→ SELEÇÃO
Agora ele não entendia mais por que havia tanta polêmica em torno da relação entre a fé cristã e os problemas sociais. Antes, a separação entre espiritual e material lhe parecia clara, mas agora bem mais complexa. Começava a desconfiar que vidas admiráveis de cristãos como Francisco de Assis, Martin Luther King Jr e o bispo sul-africano Desmond Tutu entravam em contradição com tal separação.

Além disso, começou a perceber que o mal-estar experimentado junto ao menino e durante o resto da noite não era um simples mal-estar. Era a mistura de dois sentimentos: o de sentir-se interpelado e o de perceber-se impotente. Era como um fogo queimando dentro do peito, tirando a paz que ele sempre buscara na religião. Era uma sensação muito diferente das sentidas nos encontros da igreja, que lhe traziam paz e leveza. De repente, lembrou-se de uma expressão que ouvira na adolescência e que nunca entendera direito: do encontro com Cristo nasce uma “paz inquieta”.

[Entradas de apontamento de objetos nomeados]
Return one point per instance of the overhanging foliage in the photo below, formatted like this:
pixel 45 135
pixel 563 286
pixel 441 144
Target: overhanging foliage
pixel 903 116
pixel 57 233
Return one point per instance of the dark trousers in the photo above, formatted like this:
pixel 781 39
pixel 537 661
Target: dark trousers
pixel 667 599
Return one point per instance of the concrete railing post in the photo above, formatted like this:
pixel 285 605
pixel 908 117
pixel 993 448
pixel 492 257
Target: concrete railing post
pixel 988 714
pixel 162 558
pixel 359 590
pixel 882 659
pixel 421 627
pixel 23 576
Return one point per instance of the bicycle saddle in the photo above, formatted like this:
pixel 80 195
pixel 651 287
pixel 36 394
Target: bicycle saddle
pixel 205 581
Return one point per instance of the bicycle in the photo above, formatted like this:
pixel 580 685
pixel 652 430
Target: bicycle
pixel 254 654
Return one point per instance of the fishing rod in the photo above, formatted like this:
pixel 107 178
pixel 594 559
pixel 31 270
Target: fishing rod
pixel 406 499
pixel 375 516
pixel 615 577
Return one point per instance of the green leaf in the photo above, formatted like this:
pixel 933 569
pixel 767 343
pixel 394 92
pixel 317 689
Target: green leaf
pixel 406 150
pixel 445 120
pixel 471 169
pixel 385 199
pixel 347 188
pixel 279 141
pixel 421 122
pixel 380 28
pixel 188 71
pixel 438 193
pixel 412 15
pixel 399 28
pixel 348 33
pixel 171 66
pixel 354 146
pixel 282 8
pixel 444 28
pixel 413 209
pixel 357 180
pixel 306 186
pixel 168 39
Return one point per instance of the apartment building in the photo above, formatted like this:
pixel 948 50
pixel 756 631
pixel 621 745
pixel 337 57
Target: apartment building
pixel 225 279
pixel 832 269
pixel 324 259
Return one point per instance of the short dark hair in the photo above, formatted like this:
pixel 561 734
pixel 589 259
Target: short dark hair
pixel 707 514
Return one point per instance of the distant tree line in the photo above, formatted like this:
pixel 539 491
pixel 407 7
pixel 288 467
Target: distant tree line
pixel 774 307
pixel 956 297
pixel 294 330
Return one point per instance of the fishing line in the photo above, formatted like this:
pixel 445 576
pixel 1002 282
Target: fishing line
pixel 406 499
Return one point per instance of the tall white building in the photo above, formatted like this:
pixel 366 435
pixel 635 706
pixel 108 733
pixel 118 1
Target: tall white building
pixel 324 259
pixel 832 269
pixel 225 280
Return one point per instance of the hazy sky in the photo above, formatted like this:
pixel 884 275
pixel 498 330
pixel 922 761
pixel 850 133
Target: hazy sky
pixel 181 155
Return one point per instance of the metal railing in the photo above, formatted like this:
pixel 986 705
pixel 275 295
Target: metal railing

→ DESAFIO A
Segundo o trecho, de quais dois sentimentos era feita a mistura do mal-estar?
→ DESAFIO B
Atualize o trecho de "Agora ele não" até "com tal separação.", inclusive, substituindo "polêmica" por "discussão".
→ DESAFIO C
Liste todas as pessoas que o trecho cita como cristãos de vidas admiráveis.
As linhas não têm nenhum papel nesta atividade.

→ RESULTADO A
Do sentimento de sentir-se interpelado e do de perceber-se impotente.

→ RESULTADO B
Agora ele não entendia mais por que havia tanta discussão em torno da relação entre a fé cristã e os problemas sociais. Antes, a separação entre espiritual e material lhe parecia clara, mas agora bem mais complexa. Começava a desconfiar que vidas admiráveis de cristãos como Francisco de Assis, Martin Luther King Jr e o bispo sul-africano Desmond Tutu entravam em contradição com tal separação.

→ RESULTADO C
Francisco de Assis
Martin Luther King Jr
Desmond Tutu